Instructions to follow
In the records below, locate the line containing "This is a quality-assurance pass. Enumerate every landing", then extract it and all following lines exactly, ending with the last line.

Listing
---+---

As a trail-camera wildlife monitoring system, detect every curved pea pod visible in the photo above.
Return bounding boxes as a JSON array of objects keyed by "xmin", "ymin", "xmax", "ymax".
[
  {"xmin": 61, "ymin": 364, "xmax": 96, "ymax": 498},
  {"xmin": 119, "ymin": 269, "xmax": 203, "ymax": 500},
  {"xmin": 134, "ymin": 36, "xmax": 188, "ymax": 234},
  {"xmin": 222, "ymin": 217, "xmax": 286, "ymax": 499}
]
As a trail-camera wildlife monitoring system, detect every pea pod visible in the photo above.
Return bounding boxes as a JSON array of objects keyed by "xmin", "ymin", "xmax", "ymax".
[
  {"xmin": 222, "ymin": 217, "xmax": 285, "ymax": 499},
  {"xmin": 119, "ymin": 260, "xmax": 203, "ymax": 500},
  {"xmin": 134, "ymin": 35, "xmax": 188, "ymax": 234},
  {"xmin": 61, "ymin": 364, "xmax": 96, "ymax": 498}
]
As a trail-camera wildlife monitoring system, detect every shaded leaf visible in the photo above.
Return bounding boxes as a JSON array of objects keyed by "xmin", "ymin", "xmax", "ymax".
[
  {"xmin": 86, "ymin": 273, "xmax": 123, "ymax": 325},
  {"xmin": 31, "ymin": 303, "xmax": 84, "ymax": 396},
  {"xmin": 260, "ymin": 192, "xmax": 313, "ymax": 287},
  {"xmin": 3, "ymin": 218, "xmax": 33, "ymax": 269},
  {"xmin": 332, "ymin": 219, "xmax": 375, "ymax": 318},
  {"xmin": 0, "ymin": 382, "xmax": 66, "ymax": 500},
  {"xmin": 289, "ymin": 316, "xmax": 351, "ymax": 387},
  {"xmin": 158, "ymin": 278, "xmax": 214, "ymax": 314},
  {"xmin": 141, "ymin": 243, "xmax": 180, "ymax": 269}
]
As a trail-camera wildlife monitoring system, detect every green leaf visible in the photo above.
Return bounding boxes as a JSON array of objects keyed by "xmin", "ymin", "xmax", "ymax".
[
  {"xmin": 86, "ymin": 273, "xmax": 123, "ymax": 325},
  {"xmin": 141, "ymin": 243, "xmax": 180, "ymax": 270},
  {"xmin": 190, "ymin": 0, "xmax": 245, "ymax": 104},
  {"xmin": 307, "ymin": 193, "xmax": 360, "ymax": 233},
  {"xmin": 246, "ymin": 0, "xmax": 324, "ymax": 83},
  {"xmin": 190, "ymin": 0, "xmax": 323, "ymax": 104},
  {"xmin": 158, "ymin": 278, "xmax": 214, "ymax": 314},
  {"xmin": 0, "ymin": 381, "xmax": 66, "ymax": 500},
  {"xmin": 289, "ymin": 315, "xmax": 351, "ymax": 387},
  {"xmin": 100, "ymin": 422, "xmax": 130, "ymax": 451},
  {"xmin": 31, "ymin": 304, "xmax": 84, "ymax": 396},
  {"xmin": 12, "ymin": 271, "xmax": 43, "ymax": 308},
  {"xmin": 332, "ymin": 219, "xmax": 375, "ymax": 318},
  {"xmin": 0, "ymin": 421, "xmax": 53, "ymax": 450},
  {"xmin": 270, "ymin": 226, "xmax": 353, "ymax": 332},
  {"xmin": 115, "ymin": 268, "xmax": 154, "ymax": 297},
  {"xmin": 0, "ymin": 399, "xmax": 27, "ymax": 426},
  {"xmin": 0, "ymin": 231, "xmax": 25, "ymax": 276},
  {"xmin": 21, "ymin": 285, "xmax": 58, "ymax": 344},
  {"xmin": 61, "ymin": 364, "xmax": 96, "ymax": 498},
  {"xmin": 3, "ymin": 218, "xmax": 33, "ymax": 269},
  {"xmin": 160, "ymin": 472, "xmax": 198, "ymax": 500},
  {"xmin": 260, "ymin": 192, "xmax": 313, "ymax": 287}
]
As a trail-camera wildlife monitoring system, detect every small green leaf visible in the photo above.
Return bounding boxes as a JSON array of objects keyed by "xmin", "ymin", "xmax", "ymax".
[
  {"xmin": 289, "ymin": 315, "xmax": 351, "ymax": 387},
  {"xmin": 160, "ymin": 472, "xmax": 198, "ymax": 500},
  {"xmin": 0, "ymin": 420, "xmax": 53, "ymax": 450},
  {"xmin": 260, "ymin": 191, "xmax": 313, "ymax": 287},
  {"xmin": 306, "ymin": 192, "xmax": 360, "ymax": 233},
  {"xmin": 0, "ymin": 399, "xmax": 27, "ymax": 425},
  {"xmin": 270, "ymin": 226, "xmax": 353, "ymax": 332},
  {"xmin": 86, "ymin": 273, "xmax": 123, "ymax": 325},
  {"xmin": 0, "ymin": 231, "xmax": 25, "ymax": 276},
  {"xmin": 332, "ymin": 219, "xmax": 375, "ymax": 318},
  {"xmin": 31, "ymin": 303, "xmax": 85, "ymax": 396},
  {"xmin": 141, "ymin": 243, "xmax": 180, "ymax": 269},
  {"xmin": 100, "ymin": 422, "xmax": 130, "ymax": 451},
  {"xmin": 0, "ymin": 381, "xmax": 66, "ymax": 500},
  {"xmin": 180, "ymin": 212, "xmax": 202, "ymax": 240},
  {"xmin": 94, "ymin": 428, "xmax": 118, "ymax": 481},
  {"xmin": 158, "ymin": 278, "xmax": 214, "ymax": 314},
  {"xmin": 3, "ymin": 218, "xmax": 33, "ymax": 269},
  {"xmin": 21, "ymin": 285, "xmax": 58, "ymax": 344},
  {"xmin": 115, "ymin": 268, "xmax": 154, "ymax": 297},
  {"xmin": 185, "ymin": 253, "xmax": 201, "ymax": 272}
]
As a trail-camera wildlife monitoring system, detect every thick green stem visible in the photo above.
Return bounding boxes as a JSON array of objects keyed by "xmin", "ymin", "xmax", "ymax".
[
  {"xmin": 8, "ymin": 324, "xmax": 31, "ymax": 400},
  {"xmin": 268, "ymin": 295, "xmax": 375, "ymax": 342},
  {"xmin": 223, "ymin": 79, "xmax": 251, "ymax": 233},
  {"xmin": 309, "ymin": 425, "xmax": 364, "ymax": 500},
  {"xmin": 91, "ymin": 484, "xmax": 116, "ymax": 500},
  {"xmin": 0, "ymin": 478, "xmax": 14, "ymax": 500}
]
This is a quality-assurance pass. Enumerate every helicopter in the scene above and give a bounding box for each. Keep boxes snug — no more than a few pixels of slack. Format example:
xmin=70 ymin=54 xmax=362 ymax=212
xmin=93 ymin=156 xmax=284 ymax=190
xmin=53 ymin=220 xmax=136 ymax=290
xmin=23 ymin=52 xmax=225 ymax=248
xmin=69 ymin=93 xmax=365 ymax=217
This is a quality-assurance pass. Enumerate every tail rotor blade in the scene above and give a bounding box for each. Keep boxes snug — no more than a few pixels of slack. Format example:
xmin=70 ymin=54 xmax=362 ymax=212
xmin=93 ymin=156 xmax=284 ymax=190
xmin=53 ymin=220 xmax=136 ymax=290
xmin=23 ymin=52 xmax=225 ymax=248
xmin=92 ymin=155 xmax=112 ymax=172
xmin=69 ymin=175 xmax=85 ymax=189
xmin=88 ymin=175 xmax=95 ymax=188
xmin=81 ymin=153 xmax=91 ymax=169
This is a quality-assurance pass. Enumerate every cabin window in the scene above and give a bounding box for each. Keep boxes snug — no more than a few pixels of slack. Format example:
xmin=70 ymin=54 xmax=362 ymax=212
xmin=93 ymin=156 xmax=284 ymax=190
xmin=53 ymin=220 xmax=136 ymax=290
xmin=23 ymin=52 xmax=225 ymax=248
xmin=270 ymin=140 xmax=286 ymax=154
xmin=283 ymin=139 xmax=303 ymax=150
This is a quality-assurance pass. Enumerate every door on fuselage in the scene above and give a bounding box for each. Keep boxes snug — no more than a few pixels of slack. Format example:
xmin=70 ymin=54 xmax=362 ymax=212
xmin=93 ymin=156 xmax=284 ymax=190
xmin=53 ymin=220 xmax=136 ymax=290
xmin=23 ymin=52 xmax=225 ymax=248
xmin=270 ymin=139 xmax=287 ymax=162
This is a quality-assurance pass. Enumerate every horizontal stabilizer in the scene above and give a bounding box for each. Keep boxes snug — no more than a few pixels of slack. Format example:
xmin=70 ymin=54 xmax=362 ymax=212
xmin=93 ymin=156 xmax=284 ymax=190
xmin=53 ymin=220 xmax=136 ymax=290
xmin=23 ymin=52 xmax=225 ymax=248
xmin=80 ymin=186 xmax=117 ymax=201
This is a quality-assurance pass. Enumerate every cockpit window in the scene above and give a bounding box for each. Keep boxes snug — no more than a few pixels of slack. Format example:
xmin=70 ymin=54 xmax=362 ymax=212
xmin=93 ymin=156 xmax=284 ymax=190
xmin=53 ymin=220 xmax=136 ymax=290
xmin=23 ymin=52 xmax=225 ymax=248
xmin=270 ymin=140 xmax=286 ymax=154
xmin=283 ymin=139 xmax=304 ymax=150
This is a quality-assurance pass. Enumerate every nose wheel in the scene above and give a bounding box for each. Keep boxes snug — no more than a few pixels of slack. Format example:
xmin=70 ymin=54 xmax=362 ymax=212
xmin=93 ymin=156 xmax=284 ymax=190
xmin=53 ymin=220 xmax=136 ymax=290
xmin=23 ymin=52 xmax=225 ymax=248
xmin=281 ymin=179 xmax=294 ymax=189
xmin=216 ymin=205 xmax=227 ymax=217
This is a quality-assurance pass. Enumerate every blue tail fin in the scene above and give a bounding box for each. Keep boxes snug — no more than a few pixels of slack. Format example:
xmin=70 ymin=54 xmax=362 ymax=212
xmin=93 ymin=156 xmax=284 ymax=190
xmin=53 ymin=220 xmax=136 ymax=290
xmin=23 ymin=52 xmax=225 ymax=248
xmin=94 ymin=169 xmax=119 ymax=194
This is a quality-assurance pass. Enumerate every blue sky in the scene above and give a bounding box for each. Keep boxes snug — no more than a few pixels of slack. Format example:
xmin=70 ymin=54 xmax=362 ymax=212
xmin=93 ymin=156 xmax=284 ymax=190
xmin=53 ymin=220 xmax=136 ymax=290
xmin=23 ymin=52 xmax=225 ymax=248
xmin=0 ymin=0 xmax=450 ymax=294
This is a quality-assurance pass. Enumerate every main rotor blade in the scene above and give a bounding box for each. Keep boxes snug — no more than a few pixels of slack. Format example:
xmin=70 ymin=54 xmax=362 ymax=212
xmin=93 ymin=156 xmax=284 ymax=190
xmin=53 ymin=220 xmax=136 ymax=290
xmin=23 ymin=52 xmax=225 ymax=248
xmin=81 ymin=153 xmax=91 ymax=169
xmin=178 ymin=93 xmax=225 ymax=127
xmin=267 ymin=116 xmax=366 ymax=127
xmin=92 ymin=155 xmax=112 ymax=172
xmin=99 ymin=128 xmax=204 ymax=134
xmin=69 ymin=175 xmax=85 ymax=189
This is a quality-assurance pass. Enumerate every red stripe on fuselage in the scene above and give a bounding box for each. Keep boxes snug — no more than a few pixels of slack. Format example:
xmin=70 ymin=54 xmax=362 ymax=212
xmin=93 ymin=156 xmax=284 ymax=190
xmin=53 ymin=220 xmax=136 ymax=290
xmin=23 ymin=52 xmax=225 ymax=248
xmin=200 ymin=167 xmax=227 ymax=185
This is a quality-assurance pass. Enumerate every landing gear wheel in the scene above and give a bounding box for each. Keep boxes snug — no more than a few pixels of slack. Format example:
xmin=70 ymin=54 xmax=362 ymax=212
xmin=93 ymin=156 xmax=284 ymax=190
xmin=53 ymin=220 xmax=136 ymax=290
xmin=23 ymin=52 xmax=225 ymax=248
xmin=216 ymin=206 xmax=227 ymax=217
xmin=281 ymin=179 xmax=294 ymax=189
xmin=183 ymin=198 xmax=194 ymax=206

---+---

Exercise response
This is a quality-assurance pass. Enumerate every landing gear wheel in the scene above and give a bounding box for each. Keep boxes snug — no more than a few pixels of slack. Format example:
xmin=70 ymin=54 xmax=362 ymax=212
xmin=93 ymin=156 xmax=284 ymax=190
xmin=53 ymin=220 xmax=136 ymax=290
xmin=23 ymin=52 xmax=225 ymax=248
xmin=216 ymin=206 xmax=227 ymax=217
xmin=281 ymin=179 xmax=294 ymax=189
xmin=183 ymin=198 xmax=194 ymax=206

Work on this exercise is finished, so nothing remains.